=== SOURCE INFORMATION ===
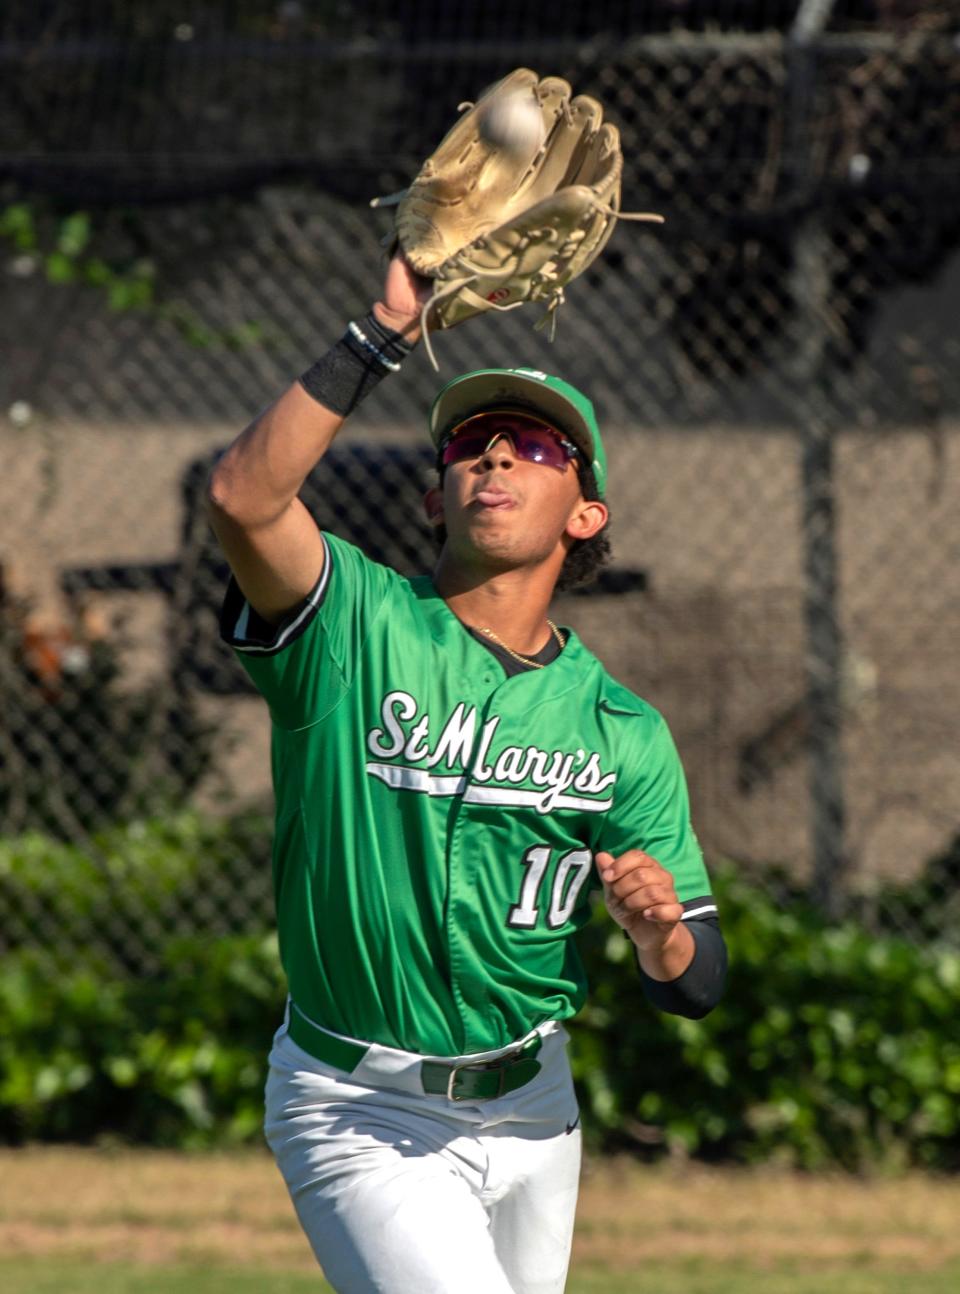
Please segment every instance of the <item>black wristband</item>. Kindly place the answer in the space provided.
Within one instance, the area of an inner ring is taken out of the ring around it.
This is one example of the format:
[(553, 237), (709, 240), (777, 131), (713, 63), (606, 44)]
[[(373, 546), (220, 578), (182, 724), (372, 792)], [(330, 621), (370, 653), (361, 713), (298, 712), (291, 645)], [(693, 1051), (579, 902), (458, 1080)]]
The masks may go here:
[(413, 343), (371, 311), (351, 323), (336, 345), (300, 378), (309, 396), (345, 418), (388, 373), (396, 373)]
===
=== SOURCE INFORMATION ===
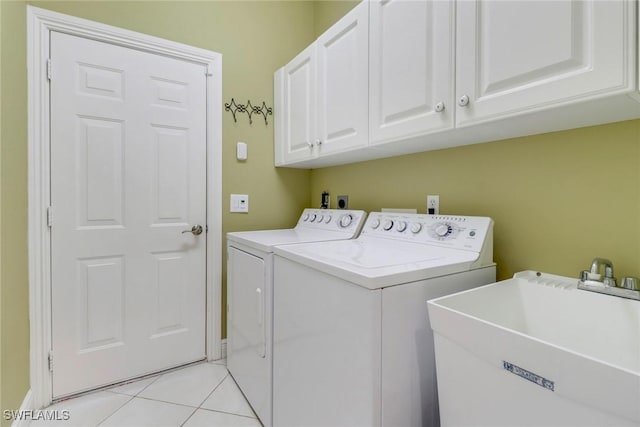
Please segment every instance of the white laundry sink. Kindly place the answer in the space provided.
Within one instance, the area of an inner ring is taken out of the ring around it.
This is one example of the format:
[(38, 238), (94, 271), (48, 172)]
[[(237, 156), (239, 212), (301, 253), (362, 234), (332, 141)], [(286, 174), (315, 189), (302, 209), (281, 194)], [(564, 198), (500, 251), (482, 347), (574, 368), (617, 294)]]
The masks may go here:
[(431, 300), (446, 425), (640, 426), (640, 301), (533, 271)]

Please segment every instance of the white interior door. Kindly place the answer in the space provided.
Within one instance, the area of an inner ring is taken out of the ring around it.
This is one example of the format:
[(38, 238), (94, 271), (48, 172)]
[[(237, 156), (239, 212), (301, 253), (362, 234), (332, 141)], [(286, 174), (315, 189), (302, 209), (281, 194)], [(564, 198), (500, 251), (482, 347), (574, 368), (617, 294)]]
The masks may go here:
===
=== SOURCE INFORMATION ===
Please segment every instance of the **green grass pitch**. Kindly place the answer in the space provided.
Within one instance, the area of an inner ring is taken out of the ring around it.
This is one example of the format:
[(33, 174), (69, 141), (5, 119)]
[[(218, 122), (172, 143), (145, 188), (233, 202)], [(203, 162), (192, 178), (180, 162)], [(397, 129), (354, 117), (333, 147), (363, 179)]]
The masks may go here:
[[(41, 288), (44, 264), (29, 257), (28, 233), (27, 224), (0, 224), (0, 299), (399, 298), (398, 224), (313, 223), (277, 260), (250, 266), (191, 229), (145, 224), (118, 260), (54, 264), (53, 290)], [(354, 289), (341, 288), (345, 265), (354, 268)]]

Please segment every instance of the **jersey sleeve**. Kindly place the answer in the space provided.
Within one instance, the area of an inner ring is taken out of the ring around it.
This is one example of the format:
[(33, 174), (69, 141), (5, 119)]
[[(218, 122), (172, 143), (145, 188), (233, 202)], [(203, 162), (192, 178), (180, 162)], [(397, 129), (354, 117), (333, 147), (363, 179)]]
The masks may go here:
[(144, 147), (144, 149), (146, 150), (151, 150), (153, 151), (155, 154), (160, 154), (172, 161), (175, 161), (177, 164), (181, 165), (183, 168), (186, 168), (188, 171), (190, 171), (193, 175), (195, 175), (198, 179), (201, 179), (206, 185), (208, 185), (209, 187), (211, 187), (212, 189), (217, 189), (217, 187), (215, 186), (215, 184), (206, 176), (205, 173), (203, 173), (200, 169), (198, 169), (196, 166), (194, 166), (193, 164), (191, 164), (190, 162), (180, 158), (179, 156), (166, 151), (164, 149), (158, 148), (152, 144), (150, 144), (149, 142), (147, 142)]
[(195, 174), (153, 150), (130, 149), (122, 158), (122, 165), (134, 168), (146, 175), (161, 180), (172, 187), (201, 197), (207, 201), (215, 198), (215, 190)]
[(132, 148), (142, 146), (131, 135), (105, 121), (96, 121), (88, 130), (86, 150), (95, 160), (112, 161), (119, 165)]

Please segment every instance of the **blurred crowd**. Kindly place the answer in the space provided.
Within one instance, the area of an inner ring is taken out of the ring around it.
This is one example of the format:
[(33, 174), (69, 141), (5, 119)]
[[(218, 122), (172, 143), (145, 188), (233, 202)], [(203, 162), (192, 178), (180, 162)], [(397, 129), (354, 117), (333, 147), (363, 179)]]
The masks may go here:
===
**WORK INSTRUCTION:** "place" is the word to look for; copy every line of the data that has it.

**THE ANSWER:**
Please segment every instance of the <item>black wristband</item>. Kindly place the answer in the space provided.
Please segment every instance of the white laundry sink. Kindly place the answer in the space provided.
Please segment every instance of the white interior door. Kindly place the answer in the space provided.
Please segment every instance of the **green grass pitch**. Kindly place the answer in the space provided.
Please segment every instance of the **jersey sleeve**. Kindly place the answer in the space provided.
Please segment every instance of the **blurred crowd**. Kindly place the answer in the space provided.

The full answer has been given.